[Supplied text]

╭──

Like Francisco stated the major Axis of the Steiner CircumEllipses is the line with the minimal sum of squared distances to the Triangle vertices. Besides that I noticed that of all lines through the Centroid the minor Axis is the line with the maximum sum of squared distances to the Triangle vertices.

New question:
When we have 4 points (1:0:0),(0:1:0),(0:0:1),(p:q:r) which line has the minimal sum of squared distances?
Does it pass through the centroid of the complete quadrangle?

Best regards,

Chris van Tienhoven

--- In Hyacinthos@yahoogroups.com, "Francisco Javier" <garciacapitan@...> wrote:
>
> Dear Bernard, Martin and Chris, I need to make a correction:
>
> The line for which the minimum is attached is always the line
> (b^2 - c^2) x + (a^2 - b^2 - T) y + (-a^2 + c^2 + T) z == 0 and this is always the MAJOR axis of Steiner circum-ellipse.
>
> --- In Hyacinthos@yahoogroups.com, "Francisco Javier" <garciacapitan@> wrote:
> >
> > Dear Bernard, thank you.
> >
> > Yes, Coolidge, who cites Vahlen, generalizes for n points, but the minimum is attained by one single line, in our case the minor axis of the Steiner circum-ellipse.

╰──

(Object pointing dataset rows)
╭──

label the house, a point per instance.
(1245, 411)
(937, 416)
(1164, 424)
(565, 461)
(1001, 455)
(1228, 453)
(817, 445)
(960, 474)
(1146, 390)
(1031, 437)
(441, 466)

╰──
╭──

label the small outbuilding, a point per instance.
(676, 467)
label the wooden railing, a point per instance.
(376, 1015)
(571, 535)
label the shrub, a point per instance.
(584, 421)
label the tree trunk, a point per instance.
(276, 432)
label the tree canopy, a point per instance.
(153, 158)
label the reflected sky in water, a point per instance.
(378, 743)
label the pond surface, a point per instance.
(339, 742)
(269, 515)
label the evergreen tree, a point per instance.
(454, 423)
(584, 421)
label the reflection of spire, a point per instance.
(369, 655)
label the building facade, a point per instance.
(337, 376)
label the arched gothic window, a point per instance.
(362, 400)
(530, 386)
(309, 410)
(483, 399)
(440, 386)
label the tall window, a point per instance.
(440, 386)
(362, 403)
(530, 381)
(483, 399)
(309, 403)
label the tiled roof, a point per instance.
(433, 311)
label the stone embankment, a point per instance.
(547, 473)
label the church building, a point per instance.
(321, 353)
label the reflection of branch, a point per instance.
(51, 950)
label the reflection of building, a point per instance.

╰──

[Objective]
Copy the stretch of the Steiner circum-ellipse thread from "Like Francisco stated" through "the complete quadrangle?".

[Output for this exercise]
Like Francisco stated the major Axis of the Steiner CircumEllipses is the line with the minimal sum of squared distances to the Triangle vertices. Besides that I noticed that of all lines through the Centroid the minor Axis is the line with the maximum sum of squared distances to the Triangle vertices.

New question:
When we have 4 points (1:0:0),(0:1:0),(0:0:1),(p:q:r) which line has the minimal sum of squared distances?
Does it pass through the centroid of the complete quadrangle?